Excerpts from point annotation data
>> Start

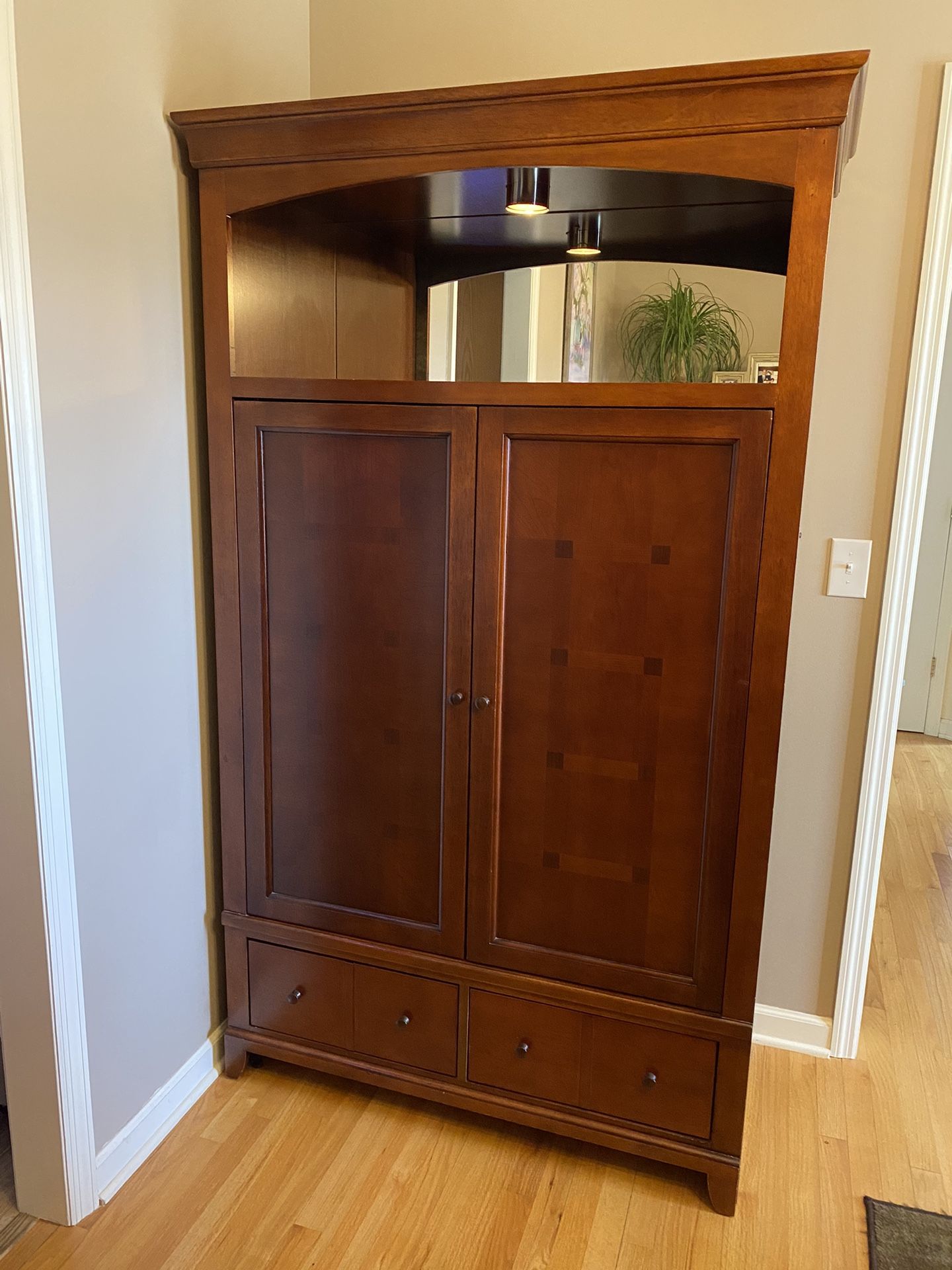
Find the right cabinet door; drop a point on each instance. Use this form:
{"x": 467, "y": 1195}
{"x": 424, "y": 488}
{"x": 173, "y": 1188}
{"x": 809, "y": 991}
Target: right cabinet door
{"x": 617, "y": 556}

>> End
>> Start

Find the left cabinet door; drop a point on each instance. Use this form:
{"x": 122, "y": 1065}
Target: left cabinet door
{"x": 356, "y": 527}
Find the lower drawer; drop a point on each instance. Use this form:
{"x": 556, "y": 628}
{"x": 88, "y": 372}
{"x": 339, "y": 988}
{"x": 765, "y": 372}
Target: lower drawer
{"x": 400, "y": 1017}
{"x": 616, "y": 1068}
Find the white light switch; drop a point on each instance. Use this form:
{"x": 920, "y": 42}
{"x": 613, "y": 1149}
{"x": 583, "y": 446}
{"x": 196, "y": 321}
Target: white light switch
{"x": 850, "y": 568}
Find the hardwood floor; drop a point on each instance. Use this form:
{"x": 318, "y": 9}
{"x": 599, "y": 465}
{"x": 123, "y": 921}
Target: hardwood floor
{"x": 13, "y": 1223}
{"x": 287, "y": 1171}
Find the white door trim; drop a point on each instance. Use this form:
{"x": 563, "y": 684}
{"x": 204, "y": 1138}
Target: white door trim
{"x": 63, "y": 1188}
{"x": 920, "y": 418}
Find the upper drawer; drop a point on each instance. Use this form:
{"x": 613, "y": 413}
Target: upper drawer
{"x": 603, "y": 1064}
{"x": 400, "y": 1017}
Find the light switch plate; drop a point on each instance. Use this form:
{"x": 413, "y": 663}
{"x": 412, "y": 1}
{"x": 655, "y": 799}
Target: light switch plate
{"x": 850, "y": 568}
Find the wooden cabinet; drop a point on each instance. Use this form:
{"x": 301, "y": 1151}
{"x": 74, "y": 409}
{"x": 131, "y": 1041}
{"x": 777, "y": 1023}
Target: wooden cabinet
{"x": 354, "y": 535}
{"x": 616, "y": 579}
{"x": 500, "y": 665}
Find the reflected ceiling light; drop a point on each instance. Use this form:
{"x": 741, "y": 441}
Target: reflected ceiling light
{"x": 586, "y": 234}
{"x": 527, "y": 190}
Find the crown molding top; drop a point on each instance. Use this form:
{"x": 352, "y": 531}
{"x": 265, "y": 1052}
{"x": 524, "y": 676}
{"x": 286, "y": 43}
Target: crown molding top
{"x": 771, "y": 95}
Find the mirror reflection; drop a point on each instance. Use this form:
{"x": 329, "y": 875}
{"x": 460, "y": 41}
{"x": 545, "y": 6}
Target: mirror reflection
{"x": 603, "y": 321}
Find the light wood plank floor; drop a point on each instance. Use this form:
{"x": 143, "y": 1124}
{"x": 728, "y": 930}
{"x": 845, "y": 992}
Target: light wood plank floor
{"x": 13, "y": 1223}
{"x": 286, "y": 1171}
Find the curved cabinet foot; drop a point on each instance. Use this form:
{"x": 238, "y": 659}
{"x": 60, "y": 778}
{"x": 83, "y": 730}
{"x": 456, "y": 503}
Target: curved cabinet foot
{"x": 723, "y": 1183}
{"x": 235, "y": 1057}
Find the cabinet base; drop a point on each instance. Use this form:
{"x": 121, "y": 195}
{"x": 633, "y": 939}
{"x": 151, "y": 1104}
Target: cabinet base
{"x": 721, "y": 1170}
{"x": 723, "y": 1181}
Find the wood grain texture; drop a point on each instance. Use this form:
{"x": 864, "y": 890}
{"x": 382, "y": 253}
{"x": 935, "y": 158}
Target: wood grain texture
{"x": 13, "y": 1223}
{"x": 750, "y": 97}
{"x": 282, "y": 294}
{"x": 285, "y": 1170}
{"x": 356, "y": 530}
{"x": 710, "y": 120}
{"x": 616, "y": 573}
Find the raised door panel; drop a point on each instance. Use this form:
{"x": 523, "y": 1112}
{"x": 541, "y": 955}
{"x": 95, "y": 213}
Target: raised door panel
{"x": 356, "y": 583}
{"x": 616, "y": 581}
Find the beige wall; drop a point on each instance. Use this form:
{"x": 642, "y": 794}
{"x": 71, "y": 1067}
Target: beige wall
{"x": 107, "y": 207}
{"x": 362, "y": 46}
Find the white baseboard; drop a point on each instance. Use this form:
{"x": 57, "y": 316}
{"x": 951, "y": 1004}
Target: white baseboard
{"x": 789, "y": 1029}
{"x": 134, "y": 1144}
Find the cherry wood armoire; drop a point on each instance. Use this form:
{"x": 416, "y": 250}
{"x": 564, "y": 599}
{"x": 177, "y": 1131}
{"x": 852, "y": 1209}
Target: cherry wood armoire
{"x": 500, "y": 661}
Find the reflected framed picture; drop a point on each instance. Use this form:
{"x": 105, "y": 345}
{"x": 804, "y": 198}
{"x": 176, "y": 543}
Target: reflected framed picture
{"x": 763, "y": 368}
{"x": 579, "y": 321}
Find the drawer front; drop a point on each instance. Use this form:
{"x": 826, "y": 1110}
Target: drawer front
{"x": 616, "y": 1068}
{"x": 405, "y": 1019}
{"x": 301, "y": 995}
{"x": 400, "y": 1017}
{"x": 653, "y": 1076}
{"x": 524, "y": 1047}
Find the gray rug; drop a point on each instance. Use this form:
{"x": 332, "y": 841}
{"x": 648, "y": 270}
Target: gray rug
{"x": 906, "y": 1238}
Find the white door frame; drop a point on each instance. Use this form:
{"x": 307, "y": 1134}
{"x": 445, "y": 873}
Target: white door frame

>> End
>> Start

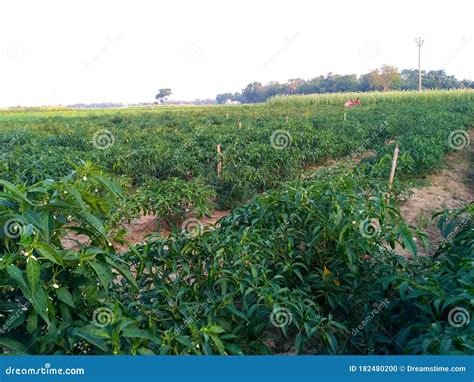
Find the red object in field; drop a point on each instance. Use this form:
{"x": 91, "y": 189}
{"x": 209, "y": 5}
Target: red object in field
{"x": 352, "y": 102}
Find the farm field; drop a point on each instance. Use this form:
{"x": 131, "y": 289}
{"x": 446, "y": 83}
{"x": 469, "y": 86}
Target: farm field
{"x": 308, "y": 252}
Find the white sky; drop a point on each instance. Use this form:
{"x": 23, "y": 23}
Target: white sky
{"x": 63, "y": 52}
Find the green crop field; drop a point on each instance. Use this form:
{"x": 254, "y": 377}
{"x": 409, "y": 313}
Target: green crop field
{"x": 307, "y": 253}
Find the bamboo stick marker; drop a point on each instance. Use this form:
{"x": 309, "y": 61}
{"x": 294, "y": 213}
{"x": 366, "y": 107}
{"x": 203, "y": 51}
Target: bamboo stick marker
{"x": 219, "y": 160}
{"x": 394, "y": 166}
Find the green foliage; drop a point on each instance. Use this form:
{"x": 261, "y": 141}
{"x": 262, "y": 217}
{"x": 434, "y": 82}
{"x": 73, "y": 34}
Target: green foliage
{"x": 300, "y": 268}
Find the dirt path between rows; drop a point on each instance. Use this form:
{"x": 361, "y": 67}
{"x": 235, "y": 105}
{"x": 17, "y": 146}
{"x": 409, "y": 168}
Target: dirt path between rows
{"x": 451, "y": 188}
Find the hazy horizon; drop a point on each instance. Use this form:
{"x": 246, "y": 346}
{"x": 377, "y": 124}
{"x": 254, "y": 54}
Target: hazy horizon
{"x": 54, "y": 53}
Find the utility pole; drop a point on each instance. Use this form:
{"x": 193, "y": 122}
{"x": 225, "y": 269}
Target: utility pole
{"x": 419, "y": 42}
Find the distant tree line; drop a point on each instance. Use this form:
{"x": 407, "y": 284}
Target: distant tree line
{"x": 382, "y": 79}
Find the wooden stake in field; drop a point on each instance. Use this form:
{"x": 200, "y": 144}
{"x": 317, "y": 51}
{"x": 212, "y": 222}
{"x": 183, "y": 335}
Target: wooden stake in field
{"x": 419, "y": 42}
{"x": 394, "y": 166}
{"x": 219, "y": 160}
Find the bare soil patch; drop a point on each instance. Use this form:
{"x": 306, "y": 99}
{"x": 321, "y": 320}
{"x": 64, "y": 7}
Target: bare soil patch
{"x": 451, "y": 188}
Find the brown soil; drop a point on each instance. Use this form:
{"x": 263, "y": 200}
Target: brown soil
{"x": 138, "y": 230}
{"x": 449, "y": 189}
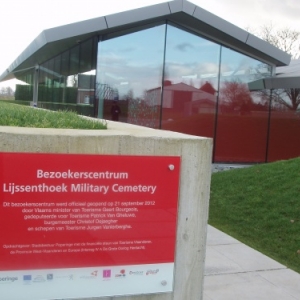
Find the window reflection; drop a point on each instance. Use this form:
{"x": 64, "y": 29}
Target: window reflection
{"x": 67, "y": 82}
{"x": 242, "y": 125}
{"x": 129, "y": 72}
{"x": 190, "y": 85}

>> End

Return every line of the rows above that contains the string "brown", treating uppercase and lowercase as different.

Find the brown soil; drop a point on each instance. Use this form:
Target: brown soil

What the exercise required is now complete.